_Yang Perlu Dikerjakan:_
**1)** Ringkas paragraf yang diawali "Menurut tingkat stratifikasinya" dalam kutipan halaman tentang hak perempuan atas lahan menjadi daftar poin yang tetap memuat fakta utamanya.
**2)** Tuliskan lanjutan kutipan halaman tentang hak perempuan atas lahan, dimulai sesudah kalimat terakhir yang tertera.

_Kutipan Halaman:_
Menurut tingkat stratifikasinya perempuan pada rumahtangga sampel memiliki hak kepemilikan secara adat (customary right of posession1) lebih dari 52,7 persen dengan 35,8 persen pada stratum atas 11,5 persen pada stratum menengah dan 5,4 persen pada stratum bawah. Selanjutnya, lebih dari 34,2 persen, sekitar 18,0 persen luas lahan stratum atas, 10,4 persen luas lahan stratum menengah dan 5,7 persen luas lahan stratum bawah merupakan lahan dimana perempuan memiliki hak pembagian secara khusus (exclusive right of disposal)2 atas kepemilikan lahan. Sedangkan perempuan juga memiliki hak kepemilikan secara sah (customary legal right)3 sama dengan laki-laki lebih dari 5,1 persen luas lahan stratum atas yang dimiliki oleh rumahtangga kasus, 5,6 persen luas lahan stratum menengah dan 2,5 persen luas lahan pada stratum bawah. Dari pola pengambilan keputusan tersebut diketahui bahwa meskipun persentasenya lebih rendah dari laki-laki, namun perempuan memiliki partisipasi dalam pengambilan keputusan yang cukup tinggi karena selain sebesar 21,4 persen pengambilan keputusan dilakukan oleh perempuan sendiri, masih terjadi pengambilan keputusan yang melibatkan perempuan sebanyak 37,1 persen. Menurut pemaparan responden dalam FGD dan wawancara mendalam yang dilakukan di kampung Cisalimar diungkapkan bahwa perempuan dan laki-laki tetap menjadi pelaku utama dan penentu utama atas masing-masing sumberdaya agraria yang dimilikinya, namun keduanya tetap saling membantu dalam pengelolaannya.
1
Perempuan memiliki hak kepemilikan secara adat, atau yang disebut oleh Mugniesyah sebagai customary right of posession sebanyak lebih dari jumlah lahan yang dimiliki oleh laki-laki. 2 Perempuan mempunyai hak pembagian secara khusus sebanyak lebih dari jumlah persentase yang dimiliki oleh perempuan 3 Perempuan memiliki hak yang sama dengan laki-laki untuk memiliki lahan secara individu sebanyak lebih dari persentase lahan gono-gini.

_Daftar Baris:_
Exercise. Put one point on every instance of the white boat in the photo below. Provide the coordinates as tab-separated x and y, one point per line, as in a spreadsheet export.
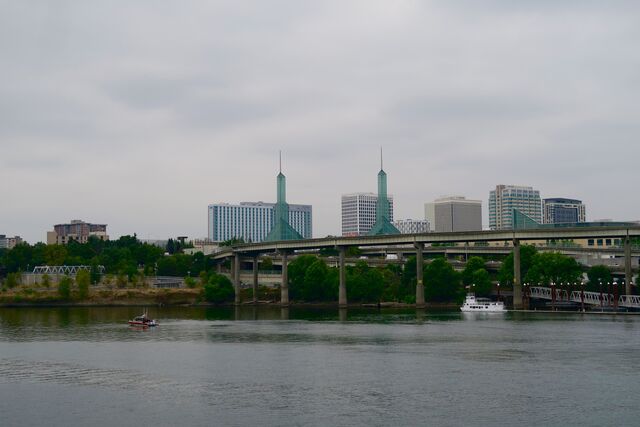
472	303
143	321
--
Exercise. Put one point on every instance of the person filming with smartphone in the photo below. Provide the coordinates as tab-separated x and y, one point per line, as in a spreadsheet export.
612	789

_Jawaban:_
**1)**
- Perempuan pada rumahtangga sampel memiliki hak kepemilikan secara adat (customary right of posession) atas lebih dari 52,7 persen lahan. Rinciannya 35,8 persen pada stratum atas, 11,5 persen pada stratum menengah, dan 5,4 persen pada stratum bawah.
- Perempuan memiliki hak pembagian secara khusus (exclusive right of disposal) atas lebih dari 34,2 persen lahan. Rinciannya sekitar 18,0 persen luas lahan stratum atas, 10,4 persen stratum menengah, dan 5,7 persen stratum bawah.
- Perempuan memiliki hak kepemilikan secara sah (customary legal right) yang sama dengan laki-laki atas lebih dari 5,1 persen luas lahan stratum atas milik rumahtangga kasus. Pada stratum menengah angkanya 5,6 persen dan pada stratum bawah 2,5 persen.
- Dalam pengambilan keputusan, persentase perempuan lebih rendah daripada laki-laki, tetapi partisipasinya cukup tinggi. Sebanyak 21,4 persen keputusan diambil oleh perempuan sendiri, dan 37,1 persen keputusan melibatkan perempuan.
- Menurut FGD dan wawancara mendalam di kampung Cisalimar, perempuan dan laki-laki tetap menjadi pelaku dan penentu utama atas sumberdaya agraria masing-masing. Meski begitu, keduanya saling membantu dalam pengelolaannya.

**2)**
Pengelolaan sumberdaya agraria merupakan cara bagaimana lahan tersebut termanfaatkan. Di tiga kampung kasus, dikembangkan beberapa komoditi yang tentunya memiliki cara tanam dan perlakuan yang bervariasi. Keberagaman komoditas dan kondisi sumberdaya agraria tersebut yang lantas mempengaruhi kontribusi ART laki-laki dan perempuan terhadap pengelolaan lahan. Tenaga kerja keluarga laki-laki memiliki kontribusi waktu lebih banyak daripada tenaga kerja keluarga perempuan pada lahan kering dan lahan sawah. Lain halnya dengan tenaga kerja luar keluarga, dimana kontribusi buruh perempuan dua kali lipat lebih tinggi dibanding buruh lak-laki pada lahan padisawah, namun tidak demikian pada lahan kebun yang membutuhkan waktu lebih banyak untuk pengelolaannya. Kemudian, jika dibandingkan dengan hari kerja pada lahan kebun, maka sesungguhnya, kontribusi waktu yang dialokasikan pada lahan kebun, lebih lama dibandingkan lahan padi-sawah meskipun umur tanamnya lebih lama padi dibandingkan tanaman hortikultura. Untuk kegiatan-kegiatan yang membutuhkan kontribusi dengan rata-rata hari kerja terbanyak dilakukan oleh laki-laki yakni pada kegiatan pengolahan lahan dan pengontrolan hama, sedangkan perempuan memiliki jumlah tinggi pada kegiatan persemaian dan panen. Pada stratum atas dan menengah, seterusnya pada stratum bawah keduanya memiliki akses yang sama, selanjutnya perempuan lebih akses pada kebutuhan rumahtangga dan pada hasil produksi, karena beberapa responden mengaku bahwa laki-lakinya yang bekerja di luar sektor usahatani memiliki akses yang lebih kecil dari perempuan. Akses perempuan dikatakan kurang pada pemenuhan kebutuhan pribadi karena perempuan cenderung mengutamakan pemenuhan kebutuhan rumahtangga daripada kebutuhan pribadi.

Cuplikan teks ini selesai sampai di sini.